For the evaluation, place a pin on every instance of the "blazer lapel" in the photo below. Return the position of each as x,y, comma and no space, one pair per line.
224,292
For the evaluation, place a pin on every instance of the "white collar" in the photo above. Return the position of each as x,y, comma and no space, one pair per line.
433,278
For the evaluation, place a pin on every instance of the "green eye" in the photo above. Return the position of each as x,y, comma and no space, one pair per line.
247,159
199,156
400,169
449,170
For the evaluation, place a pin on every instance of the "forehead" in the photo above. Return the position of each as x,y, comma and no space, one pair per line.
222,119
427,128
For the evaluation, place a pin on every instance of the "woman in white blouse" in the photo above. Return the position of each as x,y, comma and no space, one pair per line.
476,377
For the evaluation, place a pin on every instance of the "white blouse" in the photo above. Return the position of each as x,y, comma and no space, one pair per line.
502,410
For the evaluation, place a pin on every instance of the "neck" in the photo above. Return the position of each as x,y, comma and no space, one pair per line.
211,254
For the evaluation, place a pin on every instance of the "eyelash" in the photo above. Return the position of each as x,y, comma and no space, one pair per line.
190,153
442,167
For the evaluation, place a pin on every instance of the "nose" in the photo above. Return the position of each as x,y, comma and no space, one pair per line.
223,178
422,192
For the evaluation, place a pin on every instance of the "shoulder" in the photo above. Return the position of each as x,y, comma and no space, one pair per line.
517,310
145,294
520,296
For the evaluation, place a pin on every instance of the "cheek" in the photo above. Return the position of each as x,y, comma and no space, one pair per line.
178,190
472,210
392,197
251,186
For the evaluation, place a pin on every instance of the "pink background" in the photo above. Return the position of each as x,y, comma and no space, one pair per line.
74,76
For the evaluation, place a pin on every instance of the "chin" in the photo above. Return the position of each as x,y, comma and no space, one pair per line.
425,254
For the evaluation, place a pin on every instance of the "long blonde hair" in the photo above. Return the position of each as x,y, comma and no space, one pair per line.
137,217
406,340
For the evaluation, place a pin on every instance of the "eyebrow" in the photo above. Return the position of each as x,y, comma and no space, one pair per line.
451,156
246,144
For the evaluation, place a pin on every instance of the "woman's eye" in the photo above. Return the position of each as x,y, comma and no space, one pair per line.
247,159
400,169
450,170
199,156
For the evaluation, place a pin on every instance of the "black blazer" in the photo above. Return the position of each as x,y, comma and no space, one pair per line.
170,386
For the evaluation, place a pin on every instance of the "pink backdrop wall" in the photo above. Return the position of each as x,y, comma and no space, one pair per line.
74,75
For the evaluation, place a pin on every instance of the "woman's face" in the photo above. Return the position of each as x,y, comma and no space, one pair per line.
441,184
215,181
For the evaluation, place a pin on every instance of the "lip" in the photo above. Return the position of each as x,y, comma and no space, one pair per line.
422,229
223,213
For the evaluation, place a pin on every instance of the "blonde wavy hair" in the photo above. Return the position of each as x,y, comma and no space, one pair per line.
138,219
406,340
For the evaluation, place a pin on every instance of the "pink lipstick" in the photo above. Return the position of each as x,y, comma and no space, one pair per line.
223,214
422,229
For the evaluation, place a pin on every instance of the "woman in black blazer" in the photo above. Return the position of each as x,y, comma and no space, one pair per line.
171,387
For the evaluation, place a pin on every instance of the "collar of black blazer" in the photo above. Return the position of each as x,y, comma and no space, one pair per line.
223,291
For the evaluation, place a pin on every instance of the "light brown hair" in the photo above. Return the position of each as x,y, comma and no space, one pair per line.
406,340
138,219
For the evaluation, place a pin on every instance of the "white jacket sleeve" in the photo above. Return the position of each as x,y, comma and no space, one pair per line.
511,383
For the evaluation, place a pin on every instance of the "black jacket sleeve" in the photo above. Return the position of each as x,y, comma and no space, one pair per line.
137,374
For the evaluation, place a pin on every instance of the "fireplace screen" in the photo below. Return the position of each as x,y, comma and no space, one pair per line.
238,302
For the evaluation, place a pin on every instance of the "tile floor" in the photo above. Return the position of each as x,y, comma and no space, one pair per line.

▶ [Goal]
All of the entries above need to be reproduced exactly.

▶ [Task response]
For the evaluation, place a pin on every instance of the "blazer lapel" in the photo below. Return the position of each as x,y, comma and no space, one pair per line.
224,292
For the evaluation, place a pin on every instance of the "white collar" in the photo above. Return the position of each as x,y, comma and no space, one pair per line.
433,278
For the evaluation, place a pin on every instance of the "green eye" in the photo above. Return the position of each as x,y, comma and no space, one pair per line.
247,159
199,156
400,169
449,170
For the evaluation, place a pin on every instance of the "forehead" in the photo above. Return the position of each as x,y, comma and no space, one pair per line.
222,119
427,128
For the evaluation, place a pin on every instance of the "woman in white blouse" in the photo above. Return the position of each as x,y, comma and no space, one pair per line.
476,377
For the evaluation, place a pin on every instance of the "white blouse" in the photo above. Return the position of each as x,y, comma and no space, one pair per line.
502,410
For the evaluation, place a pin on every instance of the "neck" in the photo above. Return the position of each as x,y, comma and no space, one pair per line.
211,254
For the evaluation, place a pin on every instance of the "eyelash" in the photo above. Return the position of each as x,y, comma and no space, one pair per line.
190,153
442,167
For the evaluation, place a pin on every instance of the "nose" in the photo above. Return the position of each as x,y, comma and no space, one pair per line.
223,178
422,192
For the evaluation, place a pin on every instance of the "shoulder" in the photo above. Return the position of each as x,y, comma and no space, one pair per line.
517,310
145,294
520,296
For the evaluation, place a pin on every instance of the "cheek" in the photo above. Return the position of each as x,y, comma and no space, one pair per line.
178,190
472,210
392,197
251,186
For the evaluation, place a pin on every instance of the "pink background" in the photo above. Return the position of each as x,y, comma and no space, one pair per line.
74,76
For the evaluation, place a pin on every instance of the "chin" in the photo above. Return the position of each as x,y, comma and no space, one pair per line.
425,254
For the evaluation, place a pin on every instance of the "long blonde hair" in the photo above. Return the position of each as x,y, comma and no space, one pair per line.
137,217
406,340
For the evaluation, place a pin on every instance of the "eyebrow" in the photo above. Return the position of each as x,y, comma and no space, one pair per line.
451,156
246,144
For the evaluation, place a pin on every instance of the "woman's eye" in the photo above. Return the position of each as x,y, comma and no space, one pair per line.
247,159
400,169
450,170
199,156
For the evaluation, place a pin on every instance of the "black blazer" in the photo above. Return the position of each as x,y, comma and no space, one pair per line.
170,386
For the evaluation, place a pin on every instance of the "pink backdrop wall" in the photo above. Return the position of each as x,y, comma and no space, one pair per line.
74,75
For the evaluation, place a pin on every instance of the "woman's face" in the photo above. Return the position of each as x,y, comma and no space, one pair per line.
441,184
215,181
For the evaluation, place a pin on every instance of the "lip" in the photo above. Return the position of each as x,y, comma and no space, one pair per line.
422,229
223,213
For the evaluation, place a pin on every instance of the "blonde wavy hair" in the photo above. Return the position of each as x,y, comma and no space, one pair per line.
138,219
406,340
For the evaluation, place a pin on every instance of the "pink lipstick" in the photo above. Return the position of each as x,y, comma and no space, one pair per line.
223,214
422,229
For the evaluation, place a pin on every instance of the "woman in black blazer" in the photo above. Return the position of each as x,y, comma and no space, one pair per line.
171,387
For the evaluation, place a pin on every instance of the "collar of black blazer" in the photo above. Return the position of each as x,y, comma and no space, one pair per line.
223,291
For the evaluation, place a pin on every instance of the "light brown hair" in the photo above. Return the position of each as x,y, comma and no space, one pair per line.
406,340
138,219
For the evaluation, place a pin on every instance of the "white jacket sleeve" in the photo above. Return the position of each as x,y, comma and no space, one pair per line.
511,383
For the evaluation, place a pin on every instance of the "black jacket sleeve" in the photo above. Return the position of each as x,y, comma and no space, one pair per line.
137,374
For the evaluation, place a pin on every instance of the "fireplace screen" in the photo below. Return the position of each as x,y, comma and no space, one pair per line.
238,302
For the evaluation, place a pin on every instance of the "tile floor" in the photo above. Return the position of each as x,y, comma and no space, one pair per line.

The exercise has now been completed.